Entries from a dataset:
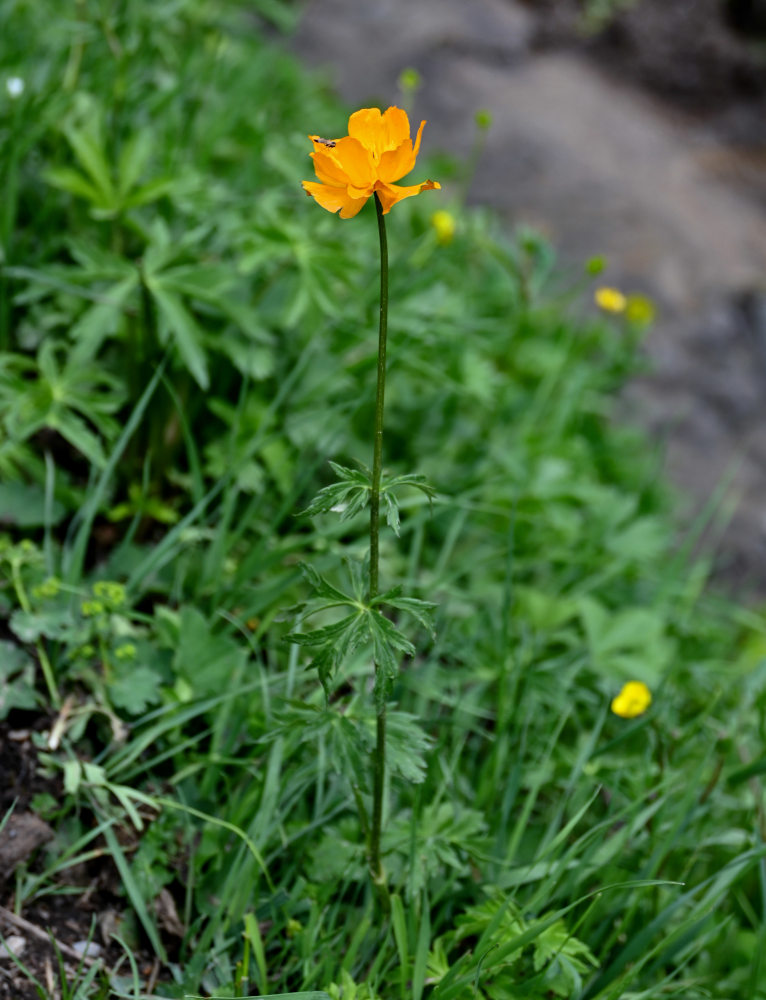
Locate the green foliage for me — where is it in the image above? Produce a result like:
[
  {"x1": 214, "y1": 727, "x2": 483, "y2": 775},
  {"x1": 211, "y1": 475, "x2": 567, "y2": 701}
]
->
[{"x1": 0, "y1": 0, "x2": 766, "y2": 1000}]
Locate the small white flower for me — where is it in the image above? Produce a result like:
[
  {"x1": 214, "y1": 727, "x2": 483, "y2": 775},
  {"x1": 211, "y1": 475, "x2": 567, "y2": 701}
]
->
[{"x1": 5, "y1": 76, "x2": 24, "y2": 100}]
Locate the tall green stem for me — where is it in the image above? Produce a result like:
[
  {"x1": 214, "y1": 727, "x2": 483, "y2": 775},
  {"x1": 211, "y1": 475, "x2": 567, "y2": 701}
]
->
[{"x1": 370, "y1": 194, "x2": 388, "y2": 897}]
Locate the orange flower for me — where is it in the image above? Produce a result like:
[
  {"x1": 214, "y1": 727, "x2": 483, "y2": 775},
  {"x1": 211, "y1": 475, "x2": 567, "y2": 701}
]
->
[{"x1": 303, "y1": 108, "x2": 441, "y2": 219}]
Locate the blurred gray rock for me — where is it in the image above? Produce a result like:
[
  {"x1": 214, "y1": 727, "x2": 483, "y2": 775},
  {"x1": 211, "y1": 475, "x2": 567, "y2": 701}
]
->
[{"x1": 295, "y1": 0, "x2": 766, "y2": 589}]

WHAT THE TASK REQUIRES: Copy out the listing above verbatim, line for line, leaving out the pictures.

OUTPUT OF THE TASK:
Locate the green foliage for me — where is it in the image above? Produce a result like:
[
  {"x1": 214, "y1": 727, "x2": 483, "y2": 775},
  {"x1": 211, "y1": 475, "x2": 567, "y2": 701}
]
->
[{"x1": 0, "y1": 0, "x2": 766, "y2": 1000}]
Locate the small white flower for me — where is it in the image above? Produce a result like:
[
  {"x1": 214, "y1": 727, "x2": 483, "y2": 775},
  {"x1": 211, "y1": 475, "x2": 567, "y2": 701}
]
->
[{"x1": 5, "y1": 76, "x2": 24, "y2": 100}]
Locate the tall green stem for me — where is it in the image above? Produce a result like:
[
  {"x1": 214, "y1": 727, "x2": 483, "y2": 775},
  {"x1": 211, "y1": 475, "x2": 567, "y2": 701}
]
->
[{"x1": 370, "y1": 194, "x2": 388, "y2": 897}]
Locate the orange flower for me — where is it in the image above? Produce a result like:
[
  {"x1": 214, "y1": 727, "x2": 483, "y2": 775},
  {"x1": 211, "y1": 475, "x2": 567, "y2": 701}
]
->
[{"x1": 303, "y1": 108, "x2": 441, "y2": 219}]
Locate the blurred gray rock for me — where is it in the image above? Produce a result like:
[
  {"x1": 214, "y1": 727, "x2": 483, "y2": 775},
  {"x1": 211, "y1": 475, "x2": 567, "y2": 701}
]
->
[{"x1": 295, "y1": 0, "x2": 766, "y2": 589}]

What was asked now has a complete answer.